◆ Stated goal ◆
Can you transcribe every entry word for word, skipping the images?

◆ Record excerpts ◆
☆ ☆ ☆
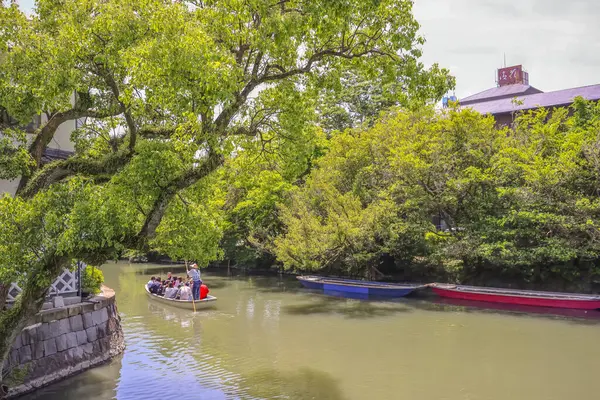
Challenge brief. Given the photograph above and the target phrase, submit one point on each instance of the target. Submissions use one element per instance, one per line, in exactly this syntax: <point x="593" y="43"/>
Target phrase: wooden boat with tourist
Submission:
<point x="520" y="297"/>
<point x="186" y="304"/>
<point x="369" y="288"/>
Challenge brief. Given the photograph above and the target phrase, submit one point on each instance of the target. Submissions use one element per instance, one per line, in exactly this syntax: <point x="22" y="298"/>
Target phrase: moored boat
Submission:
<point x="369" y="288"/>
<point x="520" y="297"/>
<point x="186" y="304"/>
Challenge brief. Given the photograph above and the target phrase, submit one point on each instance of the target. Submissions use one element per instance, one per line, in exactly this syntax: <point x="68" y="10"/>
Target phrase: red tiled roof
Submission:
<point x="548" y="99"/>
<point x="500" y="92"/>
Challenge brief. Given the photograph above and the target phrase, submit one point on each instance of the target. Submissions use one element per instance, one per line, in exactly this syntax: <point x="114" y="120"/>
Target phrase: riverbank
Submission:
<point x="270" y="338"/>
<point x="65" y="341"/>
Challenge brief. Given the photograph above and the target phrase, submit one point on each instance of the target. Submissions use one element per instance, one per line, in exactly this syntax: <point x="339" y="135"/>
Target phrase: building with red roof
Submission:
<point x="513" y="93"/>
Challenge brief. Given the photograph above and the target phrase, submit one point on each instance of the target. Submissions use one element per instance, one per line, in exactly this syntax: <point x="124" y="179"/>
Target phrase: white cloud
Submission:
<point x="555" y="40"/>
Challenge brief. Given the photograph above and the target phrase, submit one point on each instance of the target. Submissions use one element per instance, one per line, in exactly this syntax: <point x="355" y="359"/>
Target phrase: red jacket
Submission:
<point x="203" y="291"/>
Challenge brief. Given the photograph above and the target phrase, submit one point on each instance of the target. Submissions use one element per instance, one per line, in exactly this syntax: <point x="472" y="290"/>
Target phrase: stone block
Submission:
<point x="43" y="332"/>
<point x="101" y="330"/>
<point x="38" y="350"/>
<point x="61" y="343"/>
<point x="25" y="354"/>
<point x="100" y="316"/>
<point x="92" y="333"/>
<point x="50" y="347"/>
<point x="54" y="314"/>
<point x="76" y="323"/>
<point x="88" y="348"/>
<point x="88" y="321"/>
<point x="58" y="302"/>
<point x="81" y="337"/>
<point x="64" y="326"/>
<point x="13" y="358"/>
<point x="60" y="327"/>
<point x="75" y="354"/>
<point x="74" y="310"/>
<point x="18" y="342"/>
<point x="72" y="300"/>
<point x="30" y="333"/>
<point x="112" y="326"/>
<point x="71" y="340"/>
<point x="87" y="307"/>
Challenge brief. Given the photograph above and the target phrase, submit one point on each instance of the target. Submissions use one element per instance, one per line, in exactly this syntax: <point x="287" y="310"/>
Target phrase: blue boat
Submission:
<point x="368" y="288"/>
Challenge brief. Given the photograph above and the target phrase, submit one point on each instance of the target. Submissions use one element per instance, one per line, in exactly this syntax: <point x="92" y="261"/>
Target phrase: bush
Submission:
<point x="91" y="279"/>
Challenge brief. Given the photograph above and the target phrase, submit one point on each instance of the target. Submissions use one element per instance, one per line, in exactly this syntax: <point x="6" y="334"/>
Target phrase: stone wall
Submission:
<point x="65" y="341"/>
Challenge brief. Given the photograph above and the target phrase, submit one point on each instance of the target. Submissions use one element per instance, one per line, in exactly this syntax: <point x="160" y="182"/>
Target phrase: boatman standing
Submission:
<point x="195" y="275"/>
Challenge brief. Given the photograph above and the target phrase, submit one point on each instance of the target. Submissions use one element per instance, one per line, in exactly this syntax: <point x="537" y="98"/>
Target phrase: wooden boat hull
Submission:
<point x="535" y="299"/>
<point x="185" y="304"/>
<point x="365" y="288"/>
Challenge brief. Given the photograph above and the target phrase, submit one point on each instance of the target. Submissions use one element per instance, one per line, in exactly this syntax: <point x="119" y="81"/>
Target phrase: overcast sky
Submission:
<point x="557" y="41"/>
☆ ☆ ☆
◆ Written answer ◆
Challenge brief. Given the photograph above and the target phrase, submit one point on each instance of the target. Submissions use one element per instance, one per line, in exactly this syntax: <point x="593" y="43"/>
Target phrase: wooden boat with tourist
Submission:
<point x="520" y="297"/>
<point x="186" y="304"/>
<point x="369" y="288"/>
Challenge brief. Given the photograph above and the target phrase, submit one point on each instance of the target. Submissions use one element per instance, one per line, in exactly this syntax: <point x="22" y="298"/>
Target phrase: moored boat
Submission:
<point x="369" y="288"/>
<point x="520" y="297"/>
<point x="186" y="304"/>
Challenge brief. Given the photograph above and the target phrase, submit one point on each instance of the target. Submissions use one element per instance, one per line, in exactly this syntax: <point x="68" y="10"/>
Target phrase: red tiled roof
Submission:
<point x="548" y="99"/>
<point x="500" y="92"/>
Challenge brief. Given the photograph above and the target phrase, submit one point on each instance of the target. Submissions use one element per instance, one per line, in exactly this syntax: <point x="114" y="120"/>
Target phrase: riverbank
Submission:
<point x="270" y="338"/>
<point x="65" y="341"/>
Challenge brief. Given the photograph above and the target phrase, submit one point on each instance of the target. Submissions use one element per instance, one per line, in exactly this syntax: <point x="339" y="135"/>
Target phrase: building with red roof
Submission:
<point x="513" y="93"/>
Challenge brief. Given the photograph above and the target phrase, submit one point on each instance of the target. Submissions use one element per instance, one per line, in exactly this syntax: <point x="124" y="179"/>
Target phrase: white cloud
Submission:
<point x="555" y="40"/>
Challenge brief. Given the photograph above and the target phrase, submit one point on each instance of the target. Submissions use one element per instance, one per line, in exactly this syntax: <point x="355" y="359"/>
Target phrase: red jacket
Submission:
<point x="203" y="291"/>
Challenge brief. Given the photograph above and the target phrase, submit one point on each instance of the target. Submissions use one element per instance, one per line, in exactly this syntax: <point x="472" y="290"/>
Target phrase: stone block
Submission:
<point x="43" y="332"/>
<point x="101" y="330"/>
<point x="38" y="350"/>
<point x="61" y="343"/>
<point x="25" y="354"/>
<point x="100" y="316"/>
<point x="92" y="333"/>
<point x="50" y="347"/>
<point x="54" y="314"/>
<point x="76" y="323"/>
<point x="88" y="348"/>
<point x="88" y="321"/>
<point x="58" y="302"/>
<point x="81" y="337"/>
<point x="64" y="326"/>
<point x="13" y="358"/>
<point x="60" y="327"/>
<point x="75" y="354"/>
<point x="74" y="310"/>
<point x="18" y="342"/>
<point x="72" y="300"/>
<point x="30" y="333"/>
<point x="112" y="326"/>
<point x="71" y="340"/>
<point x="87" y="307"/>
Challenge brief. Given the photograph above and the target phrase, submit one point on each instance of the target. Submissions use one element per instance, one per line, in exactly this syntax: <point x="287" y="310"/>
Target phrase: blue boat
Submission:
<point x="368" y="288"/>
Challenge brief. Given the photograph above and the target phrase, submit one point on each instance of the target. Submissions use one element per instance, one per line, in exactly this syntax: <point x="92" y="261"/>
Target phrase: bush
Submission:
<point x="91" y="279"/>
Challenge brief. Given the photograph above and the target phrase, submit one point on each instance of the target. Submissions use one element per instance, one per line, in exactly this syntax: <point x="6" y="334"/>
Target phrase: stone wall
Submission:
<point x="65" y="341"/>
Challenge brief. Given the photograph above and the target phrase, submit one point on each instance of the target. Submissions use one element per instance, one per line, in exactly this syntax: <point x="160" y="182"/>
Target phrase: boatman standing
Submission:
<point x="195" y="275"/>
Challenge brief. Given the photograph above and the target phrase, submit one point on each instance of the target. Submissions use one element per instance, one per line, in exactly this syntax: <point x="537" y="98"/>
Target phrase: wooden boat hull
Submission:
<point x="535" y="299"/>
<point x="185" y="304"/>
<point x="365" y="288"/>
Challenge brief. Given the photograph above and the target phrase, submit one point on each instance of the target. Submissions use one element per instance, one per line, in exactly this syntax: <point x="119" y="81"/>
Target phrase: overcast sky
Submission:
<point x="557" y="41"/>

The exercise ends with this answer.